EXERCISE:
Return exactly the lines from the one that contains "Keypoint placement: for each instance of the blurred" up to the last line of the listing, and nothing else.

DATA:
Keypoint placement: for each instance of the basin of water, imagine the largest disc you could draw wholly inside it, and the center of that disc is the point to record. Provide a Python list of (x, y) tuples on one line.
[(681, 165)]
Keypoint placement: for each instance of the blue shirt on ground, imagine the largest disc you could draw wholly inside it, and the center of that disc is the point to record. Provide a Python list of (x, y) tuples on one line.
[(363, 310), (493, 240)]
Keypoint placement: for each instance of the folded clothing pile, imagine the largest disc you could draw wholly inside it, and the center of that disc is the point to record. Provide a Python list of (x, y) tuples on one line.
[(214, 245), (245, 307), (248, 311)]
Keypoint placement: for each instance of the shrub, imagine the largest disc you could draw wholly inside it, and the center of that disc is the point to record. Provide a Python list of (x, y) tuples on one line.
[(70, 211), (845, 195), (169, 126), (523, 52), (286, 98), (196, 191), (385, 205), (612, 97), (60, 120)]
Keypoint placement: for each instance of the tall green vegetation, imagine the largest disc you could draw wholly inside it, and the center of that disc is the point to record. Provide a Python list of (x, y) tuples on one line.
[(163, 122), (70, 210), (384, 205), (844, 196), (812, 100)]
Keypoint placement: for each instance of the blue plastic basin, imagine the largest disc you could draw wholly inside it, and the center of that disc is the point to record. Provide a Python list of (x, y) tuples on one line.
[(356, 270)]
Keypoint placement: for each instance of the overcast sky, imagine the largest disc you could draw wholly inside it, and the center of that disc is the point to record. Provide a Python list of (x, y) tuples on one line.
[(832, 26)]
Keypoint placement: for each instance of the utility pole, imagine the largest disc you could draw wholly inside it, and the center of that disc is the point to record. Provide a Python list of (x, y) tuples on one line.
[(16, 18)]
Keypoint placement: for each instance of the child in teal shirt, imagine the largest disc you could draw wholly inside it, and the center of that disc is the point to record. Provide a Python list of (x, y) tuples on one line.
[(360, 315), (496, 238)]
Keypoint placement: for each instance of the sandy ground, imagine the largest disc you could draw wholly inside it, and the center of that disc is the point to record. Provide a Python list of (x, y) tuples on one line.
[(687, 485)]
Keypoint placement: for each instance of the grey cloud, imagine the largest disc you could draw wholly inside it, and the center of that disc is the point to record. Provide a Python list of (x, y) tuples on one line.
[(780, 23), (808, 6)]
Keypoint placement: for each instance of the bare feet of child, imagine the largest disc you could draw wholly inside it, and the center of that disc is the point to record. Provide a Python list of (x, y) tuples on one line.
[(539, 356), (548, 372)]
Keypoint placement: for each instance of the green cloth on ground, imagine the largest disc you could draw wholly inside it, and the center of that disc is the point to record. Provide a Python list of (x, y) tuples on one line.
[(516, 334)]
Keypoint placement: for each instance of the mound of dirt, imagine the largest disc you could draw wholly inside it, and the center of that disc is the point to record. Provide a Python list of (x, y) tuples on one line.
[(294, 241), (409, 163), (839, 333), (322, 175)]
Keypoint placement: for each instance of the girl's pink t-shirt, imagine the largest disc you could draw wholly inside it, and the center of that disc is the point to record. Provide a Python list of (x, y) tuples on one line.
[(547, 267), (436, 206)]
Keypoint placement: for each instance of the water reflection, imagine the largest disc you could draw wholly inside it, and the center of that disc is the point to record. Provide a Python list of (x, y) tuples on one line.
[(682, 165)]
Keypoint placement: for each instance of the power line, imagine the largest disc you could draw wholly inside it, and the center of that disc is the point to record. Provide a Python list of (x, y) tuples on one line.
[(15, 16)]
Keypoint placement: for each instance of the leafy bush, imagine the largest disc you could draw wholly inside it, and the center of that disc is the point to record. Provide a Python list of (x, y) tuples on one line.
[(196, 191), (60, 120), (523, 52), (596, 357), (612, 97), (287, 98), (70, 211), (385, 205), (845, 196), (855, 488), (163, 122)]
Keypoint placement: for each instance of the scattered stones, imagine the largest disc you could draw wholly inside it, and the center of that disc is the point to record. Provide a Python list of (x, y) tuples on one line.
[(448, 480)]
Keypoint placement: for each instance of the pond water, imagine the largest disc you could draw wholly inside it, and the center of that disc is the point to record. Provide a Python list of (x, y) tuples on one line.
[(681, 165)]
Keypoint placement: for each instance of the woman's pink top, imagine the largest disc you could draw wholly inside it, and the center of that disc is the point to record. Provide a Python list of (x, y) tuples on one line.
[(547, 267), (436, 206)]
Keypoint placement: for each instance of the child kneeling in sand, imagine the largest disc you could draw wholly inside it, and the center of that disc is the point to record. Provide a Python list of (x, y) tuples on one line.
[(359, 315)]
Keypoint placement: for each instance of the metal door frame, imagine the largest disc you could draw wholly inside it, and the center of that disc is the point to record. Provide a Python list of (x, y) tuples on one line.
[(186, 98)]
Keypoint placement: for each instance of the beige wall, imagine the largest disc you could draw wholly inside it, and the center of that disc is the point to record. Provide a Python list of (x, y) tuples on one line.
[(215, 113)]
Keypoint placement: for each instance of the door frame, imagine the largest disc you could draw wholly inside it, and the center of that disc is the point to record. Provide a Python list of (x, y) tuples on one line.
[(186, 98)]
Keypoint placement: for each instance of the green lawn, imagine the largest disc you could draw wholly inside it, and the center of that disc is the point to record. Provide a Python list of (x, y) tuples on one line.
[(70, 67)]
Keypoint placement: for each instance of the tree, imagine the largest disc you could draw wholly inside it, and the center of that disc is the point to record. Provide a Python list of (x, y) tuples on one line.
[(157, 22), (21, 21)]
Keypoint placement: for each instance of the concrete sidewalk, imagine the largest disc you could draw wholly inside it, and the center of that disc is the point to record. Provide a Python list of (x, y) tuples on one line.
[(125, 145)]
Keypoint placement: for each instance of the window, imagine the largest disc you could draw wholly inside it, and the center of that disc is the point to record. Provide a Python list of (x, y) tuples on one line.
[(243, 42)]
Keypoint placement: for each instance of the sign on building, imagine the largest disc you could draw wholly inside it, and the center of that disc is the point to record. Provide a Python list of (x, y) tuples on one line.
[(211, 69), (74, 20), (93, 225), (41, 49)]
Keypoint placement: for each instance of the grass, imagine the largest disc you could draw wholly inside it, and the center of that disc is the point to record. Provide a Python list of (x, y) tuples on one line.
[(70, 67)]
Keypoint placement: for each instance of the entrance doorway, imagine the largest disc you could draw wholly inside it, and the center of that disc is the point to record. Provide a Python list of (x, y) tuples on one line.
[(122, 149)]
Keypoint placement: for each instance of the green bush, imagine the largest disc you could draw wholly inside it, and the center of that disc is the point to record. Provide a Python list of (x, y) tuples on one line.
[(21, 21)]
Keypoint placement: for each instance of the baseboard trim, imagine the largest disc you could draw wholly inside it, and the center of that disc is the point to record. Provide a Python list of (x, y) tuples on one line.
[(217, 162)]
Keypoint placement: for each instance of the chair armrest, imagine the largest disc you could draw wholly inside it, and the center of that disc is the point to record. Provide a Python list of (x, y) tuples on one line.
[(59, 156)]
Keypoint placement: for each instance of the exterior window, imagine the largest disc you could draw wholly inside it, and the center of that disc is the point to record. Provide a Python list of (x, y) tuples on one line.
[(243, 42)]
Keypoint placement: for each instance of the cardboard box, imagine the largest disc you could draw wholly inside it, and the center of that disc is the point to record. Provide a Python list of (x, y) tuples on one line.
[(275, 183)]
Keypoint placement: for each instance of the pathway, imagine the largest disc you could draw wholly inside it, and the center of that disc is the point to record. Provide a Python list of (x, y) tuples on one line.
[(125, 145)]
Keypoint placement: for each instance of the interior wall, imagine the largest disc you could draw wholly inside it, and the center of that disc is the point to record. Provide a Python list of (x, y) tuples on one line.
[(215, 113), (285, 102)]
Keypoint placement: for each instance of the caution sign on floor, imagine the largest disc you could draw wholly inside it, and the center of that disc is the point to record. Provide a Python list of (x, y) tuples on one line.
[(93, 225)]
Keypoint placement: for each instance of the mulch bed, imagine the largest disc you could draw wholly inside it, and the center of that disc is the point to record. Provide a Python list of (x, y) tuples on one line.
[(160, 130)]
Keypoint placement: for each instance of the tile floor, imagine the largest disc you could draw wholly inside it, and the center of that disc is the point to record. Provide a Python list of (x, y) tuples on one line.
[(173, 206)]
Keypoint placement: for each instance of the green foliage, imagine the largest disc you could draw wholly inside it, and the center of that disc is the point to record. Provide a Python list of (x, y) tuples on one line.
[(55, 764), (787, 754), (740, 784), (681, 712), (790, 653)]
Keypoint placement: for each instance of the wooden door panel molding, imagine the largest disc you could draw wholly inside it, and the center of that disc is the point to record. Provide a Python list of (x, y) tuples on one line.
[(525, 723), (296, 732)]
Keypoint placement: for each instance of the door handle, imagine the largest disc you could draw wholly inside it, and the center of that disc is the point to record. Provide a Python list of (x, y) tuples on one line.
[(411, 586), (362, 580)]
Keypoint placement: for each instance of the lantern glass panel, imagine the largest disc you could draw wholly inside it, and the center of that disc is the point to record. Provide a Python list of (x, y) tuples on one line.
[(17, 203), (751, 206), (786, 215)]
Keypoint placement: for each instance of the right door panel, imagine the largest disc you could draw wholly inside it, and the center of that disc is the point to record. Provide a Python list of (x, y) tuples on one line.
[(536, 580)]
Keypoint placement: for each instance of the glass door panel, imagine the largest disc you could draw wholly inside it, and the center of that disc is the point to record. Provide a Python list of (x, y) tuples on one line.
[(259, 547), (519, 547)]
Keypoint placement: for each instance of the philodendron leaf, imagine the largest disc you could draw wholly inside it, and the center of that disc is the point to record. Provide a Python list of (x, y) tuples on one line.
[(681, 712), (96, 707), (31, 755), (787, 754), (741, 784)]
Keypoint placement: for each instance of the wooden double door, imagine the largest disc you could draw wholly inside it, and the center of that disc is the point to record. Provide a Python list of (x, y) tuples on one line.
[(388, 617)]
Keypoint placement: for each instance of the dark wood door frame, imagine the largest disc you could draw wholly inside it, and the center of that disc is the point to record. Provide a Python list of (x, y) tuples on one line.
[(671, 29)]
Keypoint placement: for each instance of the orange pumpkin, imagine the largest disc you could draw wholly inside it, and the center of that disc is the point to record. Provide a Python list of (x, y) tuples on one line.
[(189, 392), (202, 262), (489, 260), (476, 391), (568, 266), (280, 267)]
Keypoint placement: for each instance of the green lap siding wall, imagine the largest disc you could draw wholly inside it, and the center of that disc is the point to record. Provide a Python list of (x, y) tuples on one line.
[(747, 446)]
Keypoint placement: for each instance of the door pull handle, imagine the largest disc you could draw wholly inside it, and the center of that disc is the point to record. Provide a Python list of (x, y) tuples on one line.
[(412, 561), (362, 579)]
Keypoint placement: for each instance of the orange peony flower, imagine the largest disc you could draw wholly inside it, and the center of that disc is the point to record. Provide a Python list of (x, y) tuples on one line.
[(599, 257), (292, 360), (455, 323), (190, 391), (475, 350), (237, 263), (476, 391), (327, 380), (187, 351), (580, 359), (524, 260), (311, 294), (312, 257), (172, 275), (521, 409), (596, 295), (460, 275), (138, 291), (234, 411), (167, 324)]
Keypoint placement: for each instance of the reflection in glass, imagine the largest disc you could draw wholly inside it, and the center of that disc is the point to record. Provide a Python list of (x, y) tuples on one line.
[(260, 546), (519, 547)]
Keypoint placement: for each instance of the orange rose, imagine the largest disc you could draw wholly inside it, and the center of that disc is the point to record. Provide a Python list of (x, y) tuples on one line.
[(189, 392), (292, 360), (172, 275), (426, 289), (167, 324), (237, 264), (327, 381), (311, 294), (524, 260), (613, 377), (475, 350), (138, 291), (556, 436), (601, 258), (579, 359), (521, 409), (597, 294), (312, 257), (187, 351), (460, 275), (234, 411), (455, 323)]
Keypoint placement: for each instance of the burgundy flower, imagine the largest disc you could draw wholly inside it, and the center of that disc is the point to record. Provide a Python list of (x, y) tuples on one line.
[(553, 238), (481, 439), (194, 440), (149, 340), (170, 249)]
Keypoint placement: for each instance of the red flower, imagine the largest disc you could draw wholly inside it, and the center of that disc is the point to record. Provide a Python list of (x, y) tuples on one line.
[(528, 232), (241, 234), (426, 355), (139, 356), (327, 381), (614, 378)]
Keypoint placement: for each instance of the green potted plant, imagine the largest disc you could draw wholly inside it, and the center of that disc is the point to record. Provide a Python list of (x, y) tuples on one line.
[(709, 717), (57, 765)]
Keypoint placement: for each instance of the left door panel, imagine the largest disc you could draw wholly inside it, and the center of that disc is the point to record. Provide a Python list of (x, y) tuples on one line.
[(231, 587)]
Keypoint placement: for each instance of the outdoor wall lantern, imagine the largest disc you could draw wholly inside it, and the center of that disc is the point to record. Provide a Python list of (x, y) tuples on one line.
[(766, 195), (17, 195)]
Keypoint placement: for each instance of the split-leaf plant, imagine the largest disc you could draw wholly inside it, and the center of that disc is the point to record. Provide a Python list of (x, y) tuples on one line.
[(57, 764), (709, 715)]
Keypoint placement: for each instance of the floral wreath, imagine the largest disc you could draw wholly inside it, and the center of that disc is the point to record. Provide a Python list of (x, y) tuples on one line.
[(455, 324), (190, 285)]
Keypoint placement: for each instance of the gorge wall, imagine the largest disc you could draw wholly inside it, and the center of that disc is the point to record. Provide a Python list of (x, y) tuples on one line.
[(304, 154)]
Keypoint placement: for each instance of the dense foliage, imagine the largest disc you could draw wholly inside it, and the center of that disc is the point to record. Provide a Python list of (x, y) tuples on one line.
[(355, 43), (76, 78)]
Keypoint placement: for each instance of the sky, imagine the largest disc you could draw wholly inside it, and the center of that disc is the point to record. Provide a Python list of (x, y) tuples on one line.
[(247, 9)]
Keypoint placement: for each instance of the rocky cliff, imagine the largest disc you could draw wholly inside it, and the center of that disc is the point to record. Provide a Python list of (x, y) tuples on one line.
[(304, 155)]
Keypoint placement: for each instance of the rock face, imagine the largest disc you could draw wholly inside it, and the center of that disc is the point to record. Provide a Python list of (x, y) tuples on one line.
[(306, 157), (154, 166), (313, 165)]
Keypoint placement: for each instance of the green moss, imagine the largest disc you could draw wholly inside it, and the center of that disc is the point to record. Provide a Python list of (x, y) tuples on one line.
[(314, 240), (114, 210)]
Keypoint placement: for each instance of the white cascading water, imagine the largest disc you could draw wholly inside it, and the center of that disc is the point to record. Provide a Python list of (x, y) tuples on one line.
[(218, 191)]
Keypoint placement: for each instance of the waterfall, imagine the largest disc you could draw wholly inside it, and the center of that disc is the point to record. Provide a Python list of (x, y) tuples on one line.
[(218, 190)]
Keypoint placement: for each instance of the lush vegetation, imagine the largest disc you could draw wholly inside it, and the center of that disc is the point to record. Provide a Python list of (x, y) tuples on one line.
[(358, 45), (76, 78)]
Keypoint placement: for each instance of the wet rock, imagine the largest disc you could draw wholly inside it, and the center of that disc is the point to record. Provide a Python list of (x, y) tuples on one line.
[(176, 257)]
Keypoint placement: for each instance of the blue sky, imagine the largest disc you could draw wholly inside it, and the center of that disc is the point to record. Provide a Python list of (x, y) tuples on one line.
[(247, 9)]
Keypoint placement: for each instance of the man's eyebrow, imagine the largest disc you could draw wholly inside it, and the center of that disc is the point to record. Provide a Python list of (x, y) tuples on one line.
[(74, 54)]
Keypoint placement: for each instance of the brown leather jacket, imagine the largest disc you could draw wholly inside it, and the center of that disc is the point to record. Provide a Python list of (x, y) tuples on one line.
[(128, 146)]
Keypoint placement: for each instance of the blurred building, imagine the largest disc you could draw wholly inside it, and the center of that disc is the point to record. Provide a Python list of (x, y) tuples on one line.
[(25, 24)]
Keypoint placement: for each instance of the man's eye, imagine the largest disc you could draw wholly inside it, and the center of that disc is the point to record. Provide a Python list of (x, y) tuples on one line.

THE ANSWER:
Keypoint placement: for each instance of the blurred building, imagine the largest disc you could draw wholly inside it, and the center of that disc is the point to record. Provide a Python list of (x, y) tuples on one line.
[(25, 24)]
Keypoint placement: for each instance of the man's eye, imagine the largest disc you could draw wholly inside it, and the center of that disc is the point to record. Provide a Python list of (x, y) tuples on one line.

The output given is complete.